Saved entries
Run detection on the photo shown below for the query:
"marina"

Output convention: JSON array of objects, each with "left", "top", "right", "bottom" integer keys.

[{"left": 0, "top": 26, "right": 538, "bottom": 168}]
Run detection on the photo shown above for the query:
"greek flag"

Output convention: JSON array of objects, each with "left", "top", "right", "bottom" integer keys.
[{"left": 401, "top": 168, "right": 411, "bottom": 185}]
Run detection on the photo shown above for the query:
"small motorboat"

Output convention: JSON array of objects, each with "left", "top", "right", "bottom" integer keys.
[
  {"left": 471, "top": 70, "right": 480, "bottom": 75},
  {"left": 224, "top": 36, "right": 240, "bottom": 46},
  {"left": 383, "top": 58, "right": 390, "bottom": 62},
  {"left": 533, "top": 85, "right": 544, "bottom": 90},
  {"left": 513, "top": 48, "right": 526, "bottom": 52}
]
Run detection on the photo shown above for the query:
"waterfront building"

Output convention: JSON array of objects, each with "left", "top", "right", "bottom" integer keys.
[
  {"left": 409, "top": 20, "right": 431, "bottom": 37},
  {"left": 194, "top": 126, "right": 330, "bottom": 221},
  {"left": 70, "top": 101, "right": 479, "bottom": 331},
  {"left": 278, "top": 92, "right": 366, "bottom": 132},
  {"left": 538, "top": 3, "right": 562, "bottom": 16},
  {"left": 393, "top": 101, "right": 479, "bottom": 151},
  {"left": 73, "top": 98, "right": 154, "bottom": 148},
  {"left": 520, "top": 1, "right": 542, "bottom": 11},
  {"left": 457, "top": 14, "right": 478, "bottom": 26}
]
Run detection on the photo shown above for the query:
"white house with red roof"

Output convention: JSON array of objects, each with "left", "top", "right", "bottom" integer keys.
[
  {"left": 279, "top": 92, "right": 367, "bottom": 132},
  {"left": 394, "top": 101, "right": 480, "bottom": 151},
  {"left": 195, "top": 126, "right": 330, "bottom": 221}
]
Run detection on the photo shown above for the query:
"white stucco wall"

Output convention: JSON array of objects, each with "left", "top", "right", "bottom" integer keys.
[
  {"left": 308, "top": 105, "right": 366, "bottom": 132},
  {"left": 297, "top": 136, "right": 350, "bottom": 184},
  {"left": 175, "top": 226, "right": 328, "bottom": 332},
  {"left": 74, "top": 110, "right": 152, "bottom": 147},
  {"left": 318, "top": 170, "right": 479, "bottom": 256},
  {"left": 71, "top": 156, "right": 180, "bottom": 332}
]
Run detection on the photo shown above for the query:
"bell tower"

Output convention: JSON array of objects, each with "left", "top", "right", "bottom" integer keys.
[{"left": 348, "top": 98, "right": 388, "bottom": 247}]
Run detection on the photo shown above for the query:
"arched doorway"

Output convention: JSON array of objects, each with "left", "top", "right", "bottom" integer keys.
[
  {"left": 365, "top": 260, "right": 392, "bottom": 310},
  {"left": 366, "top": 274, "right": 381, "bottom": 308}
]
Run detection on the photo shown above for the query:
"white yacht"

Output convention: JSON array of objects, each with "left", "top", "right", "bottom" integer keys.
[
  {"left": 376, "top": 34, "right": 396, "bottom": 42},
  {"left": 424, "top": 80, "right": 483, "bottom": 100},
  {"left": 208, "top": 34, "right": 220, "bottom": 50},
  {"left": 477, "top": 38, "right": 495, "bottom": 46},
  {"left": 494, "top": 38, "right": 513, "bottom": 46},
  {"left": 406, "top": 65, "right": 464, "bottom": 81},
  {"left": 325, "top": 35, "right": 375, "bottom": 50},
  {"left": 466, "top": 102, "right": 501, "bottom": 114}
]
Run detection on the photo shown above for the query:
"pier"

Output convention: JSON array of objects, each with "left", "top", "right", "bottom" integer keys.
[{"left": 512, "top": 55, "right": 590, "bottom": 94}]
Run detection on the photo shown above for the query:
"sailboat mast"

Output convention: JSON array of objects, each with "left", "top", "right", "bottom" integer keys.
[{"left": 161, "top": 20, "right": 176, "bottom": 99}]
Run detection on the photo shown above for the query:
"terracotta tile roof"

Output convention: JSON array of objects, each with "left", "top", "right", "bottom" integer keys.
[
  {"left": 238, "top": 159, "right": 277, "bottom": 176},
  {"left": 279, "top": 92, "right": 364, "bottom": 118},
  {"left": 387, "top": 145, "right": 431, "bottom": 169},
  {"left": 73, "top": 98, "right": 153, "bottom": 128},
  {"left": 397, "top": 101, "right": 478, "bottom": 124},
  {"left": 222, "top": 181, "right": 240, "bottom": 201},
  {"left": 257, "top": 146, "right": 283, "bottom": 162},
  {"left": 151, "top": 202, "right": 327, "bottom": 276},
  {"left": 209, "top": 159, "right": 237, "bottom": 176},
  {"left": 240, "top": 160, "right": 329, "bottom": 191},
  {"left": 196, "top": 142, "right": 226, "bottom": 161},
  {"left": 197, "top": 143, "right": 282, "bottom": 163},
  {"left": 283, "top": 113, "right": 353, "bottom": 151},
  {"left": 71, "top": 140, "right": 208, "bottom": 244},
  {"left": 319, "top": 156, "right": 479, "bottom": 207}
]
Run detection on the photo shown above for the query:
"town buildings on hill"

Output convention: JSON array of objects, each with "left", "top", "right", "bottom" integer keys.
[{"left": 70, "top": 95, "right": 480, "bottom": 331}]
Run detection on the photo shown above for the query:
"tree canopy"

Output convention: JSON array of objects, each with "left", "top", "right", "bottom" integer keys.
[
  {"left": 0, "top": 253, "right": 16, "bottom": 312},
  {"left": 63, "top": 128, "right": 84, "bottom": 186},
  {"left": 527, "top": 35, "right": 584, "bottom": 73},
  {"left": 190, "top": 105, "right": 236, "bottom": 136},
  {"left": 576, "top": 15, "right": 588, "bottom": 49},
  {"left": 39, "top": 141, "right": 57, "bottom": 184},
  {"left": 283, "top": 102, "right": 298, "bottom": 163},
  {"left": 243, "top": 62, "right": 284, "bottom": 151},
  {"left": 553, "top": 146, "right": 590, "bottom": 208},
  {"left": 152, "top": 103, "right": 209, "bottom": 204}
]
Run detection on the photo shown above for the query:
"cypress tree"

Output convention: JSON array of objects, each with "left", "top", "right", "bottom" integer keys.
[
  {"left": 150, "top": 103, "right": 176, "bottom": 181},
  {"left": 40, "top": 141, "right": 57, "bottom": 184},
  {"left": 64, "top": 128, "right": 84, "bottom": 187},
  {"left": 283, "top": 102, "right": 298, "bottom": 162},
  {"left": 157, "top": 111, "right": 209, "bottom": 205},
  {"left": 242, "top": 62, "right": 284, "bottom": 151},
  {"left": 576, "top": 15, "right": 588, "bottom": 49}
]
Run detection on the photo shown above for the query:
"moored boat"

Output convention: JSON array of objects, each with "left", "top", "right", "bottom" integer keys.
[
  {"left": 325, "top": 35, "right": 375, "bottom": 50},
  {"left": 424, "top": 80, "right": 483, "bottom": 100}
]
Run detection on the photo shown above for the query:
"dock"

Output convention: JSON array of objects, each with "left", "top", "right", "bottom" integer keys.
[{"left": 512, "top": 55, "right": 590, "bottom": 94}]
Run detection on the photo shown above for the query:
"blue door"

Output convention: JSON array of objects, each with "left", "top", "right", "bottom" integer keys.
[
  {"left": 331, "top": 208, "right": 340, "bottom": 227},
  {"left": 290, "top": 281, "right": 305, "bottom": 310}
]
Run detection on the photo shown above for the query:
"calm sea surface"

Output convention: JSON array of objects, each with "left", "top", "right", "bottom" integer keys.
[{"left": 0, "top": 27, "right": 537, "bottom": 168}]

Assignment:
Repeat the data in full, exactly as supplied.

Output below:
Run detection on the photo shown below for the query:
"marina"

Output convention: JSON array of objects, each with "left", "top", "right", "bottom" integer keys.

[{"left": 0, "top": 26, "right": 538, "bottom": 168}]
Run detection on the photo shown above for the query:
"greek flag"

Output convention: JSON array of objects, each with "left", "top", "right", "bottom" integer keys.
[{"left": 401, "top": 168, "right": 411, "bottom": 185}]
Run detection on the photo shown above for the query:
"small motorboat"

Output convention: JSON array of objects, each with "left", "top", "right", "bottom" integer keys.
[
  {"left": 471, "top": 70, "right": 480, "bottom": 75},
  {"left": 224, "top": 36, "right": 240, "bottom": 46},
  {"left": 383, "top": 58, "right": 390, "bottom": 62},
  {"left": 533, "top": 85, "right": 544, "bottom": 90},
  {"left": 513, "top": 48, "right": 526, "bottom": 52}
]
Run detection on the photo shown above for the query:
"waterfront building"

Output convention: JSON array of objects, each with "left", "top", "right", "bottom" integer keys.
[
  {"left": 409, "top": 20, "right": 431, "bottom": 37},
  {"left": 194, "top": 126, "right": 330, "bottom": 221},
  {"left": 70, "top": 101, "right": 479, "bottom": 331},
  {"left": 278, "top": 92, "right": 366, "bottom": 132},
  {"left": 538, "top": 3, "right": 562, "bottom": 16},
  {"left": 393, "top": 101, "right": 479, "bottom": 151},
  {"left": 73, "top": 98, "right": 154, "bottom": 148},
  {"left": 520, "top": 1, "right": 542, "bottom": 11},
  {"left": 457, "top": 14, "right": 478, "bottom": 26}
]
Run detection on the photo shown above for the query:
"white house with red roof"

Output convention: JSON array of objects, each with "left", "top", "right", "bottom" integer keys.
[
  {"left": 279, "top": 92, "right": 367, "bottom": 132},
  {"left": 394, "top": 101, "right": 480, "bottom": 151},
  {"left": 195, "top": 126, "right": 330, "bottom": 221}
]
Run detection on the photo shown above for the query:
"white stucco wall"

Output convention: JSON array of objects, each with "left", "top", "right", "bottom" integer keys.
[
  {"left": 308, "top": 105, "right": 366, "bottom": 132},
  {"left": 297, "top": 136, "right": 350, "bottom": 184},
  {"left": 175, "top": 226, "right": 328, "bottom": 332},
  {"left": 74, "top": 110, "right": 152, "bottom": 147},
  {"left": 318, "top": 170, "right": 479, "bottom": 256},
  {"left": 71, "top": 156, "right": 180, "bottom": 332}
]
Run detection on the photo shown above for the query:
"bell tower"

Output convention: JSON array of objects, each with "left", "top", "right", "bottom" integer keys.
[{"left": 348, "top": 98, "right": 388, "bottom": 247}]
Run detection on the photo shown above for the query:
"arched doorway"

Output convention: JSON array of objects, each with "left", "top", "right", "bottom" integer keys.
[
  {"left": 365, "top": 260, "right": 392, "bottom": 310},
  {"left": 366, "top": 274, "right": 381, "bottom": 308}
]
Run detection on the photo shown above for the query:
"white yacht"

Output convention: JSON array of objects, each with "left", "top", "right", "bottom" integer keys.
[
  {"left": 376, "top": 34, "right": 396, "bottom": 42},
  {"left": 424, "top": 80, "right": 483, "bottom": 100},
  {"left": 208, "top": 34, "right": 220, "bottom": 50},
  {"left": 477, "top": 38, "right": 495, "bottom": 46},
  {"left": 494, "top": 38, "right": 513, "bottom": 46},
  {"left": 406, "top": 65, "right": 464, "bottom": 81},
  {"left": 325, "top": 35, "right": 375, "bottom": 50},
  {"left": 466, "top": 102, "right": 501, "bottom": 114}
]
Run detection on the photo shown above for the query:
"pier"

Output convention: JSON array of objects, each with "left", "top", "right", "bottom" integer keys.
[{"left": 512, "top": 55, "right": 590, "bottom": 94}]
Run detection on the photo shown above for the query:
"sailboat mast"

Output convention: JSON array of objects, each with "left", "top", "right", "bottom" integer keys.
[{"left": 161, "top": 20, "right": 176, "bottom": 99}]
Run detection on the photo shown above for the query:
"terracotta tile roof"

Output convention: JSON array of objects, each with "left", "top", "right", "bottom" integer keys.
[
  {"left": 238, "top": 159, "right": 277, "bottom": 176},
  {"left": 279, "top": 92, "right": 364, "bottom": 118},
  {"left": 387, "top": 145, "right": 431, "bottom": 169},
  {"left": 73, "top": 98, "right": 153, "bottom": 128},
  {"left": 397, "top": 101, "right": 478, "bottom": 124},
  {"left": 222, "top": 181, "right": 240, "bottom": 201},
  {"left": 257, "top": 146, "right": 283, "bottom": 162},
  {"left": 151, "top": 202, "right": 327, "bottom": 276},
  {"left": 209, "top": 159, "right": 237, "bottom": 176},
  {"left": 240, "top": 160, "right": 329, "bottom": 191},
  {"left": 196, "top": 142, "right": 226, "bottom": 161},
  {"left": 197, "top": 143, "right": 282, "bottom": 163},
  {"left": 283, "top": 113, "right": 353, "bottom": 151},
  {"left": 71, "top": 140, "right": 208, "bottom": 244},
  {"left": 319, "top": 156, "right": 479, "bottom": 207}
]
Run detection on the photo shown above for the query:
"town buildings on hill"

Output convention: JSON array of objects, each with "left", "top", "right", "bottom" integer keys.
[{"left": 70, "top": 95, "right": 480, "bottom": 331}]
Run detection on the photo shown above for the query:
"tree canopy"

Output convention: JSON array of objects, each with "left", "top", "right", "bottom" integer keys.
[
  {"left": 0, "top": 253, "right": 16, "bottom": 312},
  {"left": 63, "top": 128, "right": 84, "bottom": 186},
  {"left": 527, "top": 35, "right": 584, "bottom": 73},
  {"left": 190, "top": 105, "right": 236, "bottom": 136},
  {"left": 576, "top": 15, "right": 588, "bottom": 49},
  {"left": 39, "top": 141, "right": 57, "bottom": 184},
  {"left": 283, "top": 102, "right": 298, "bottom": 163},
  {"left": 243, "top": 62, "right": 284, "bottom": 151},
  {"left": 553, "top": 146, "right": 590, "bottom": 208},
  {"left": 152, "top": 103, "right": 209, "bottom": 204}
]
Run detection on the photo shown above for the query:
"cypress tree"

Output convention: JSON array of objects, each with "left", "top", "right", "bottom" integer keys.
[
  {"left": 150, "top": 103, "right": 176, "bottom": 181},
  {"left": 40, "top": 141, "right": 57, "bottom": 184},
  {"left": 64, "top": 128, "right": 84, "bottom": 187},
  {"left": 283, "top": 102, "right": 298, "bottom": 162},
  {"left": 157, "top": 111, "right": 209, "bottom": 205},
  {"left": 242, "top": 62, "right": 284, "bottom": 151},
  {"left": 576, "top": 15, "right": 588, "bottom": 49}
]
Run detection on the photo shown above for the query:
"moored boat"

Output convention: JSON array of objects, each with "left", "top", "right", "bottom" integer keys.
[
  {"left": 325, "top": 35, "right": 375, "bottom": 50},
  {"left": 424, "top": 80, "right": 483, "bottom": 100}
]
Run detection on the photo shown above for the query:
"dock"

Output convention: JSON array of objects, each with "left", "top", "right", "bottom" integer keys.
[{"left": 512, "top": 55, "right": 590, "bottom": 94}]
Run detection on the photo shown above for the query:
"blue door"

Output convention: JSON array of objects, each with "left", "top", "right", "bottom" integer keys.
[
  {"left": 331, "top": 208, "right": 340, "bottom": 227},
  {"left": 290, "top": 281, "right": 305, "bottom": 310}
]
Run detection on the photo shown above for the query:
"calm sea surface"

Output convention: JSON array of objects, each with "left", "top", "right", "bottom" integer keys.
[{"left": 0, "top": 27, "right": 537, "bottom": 168}]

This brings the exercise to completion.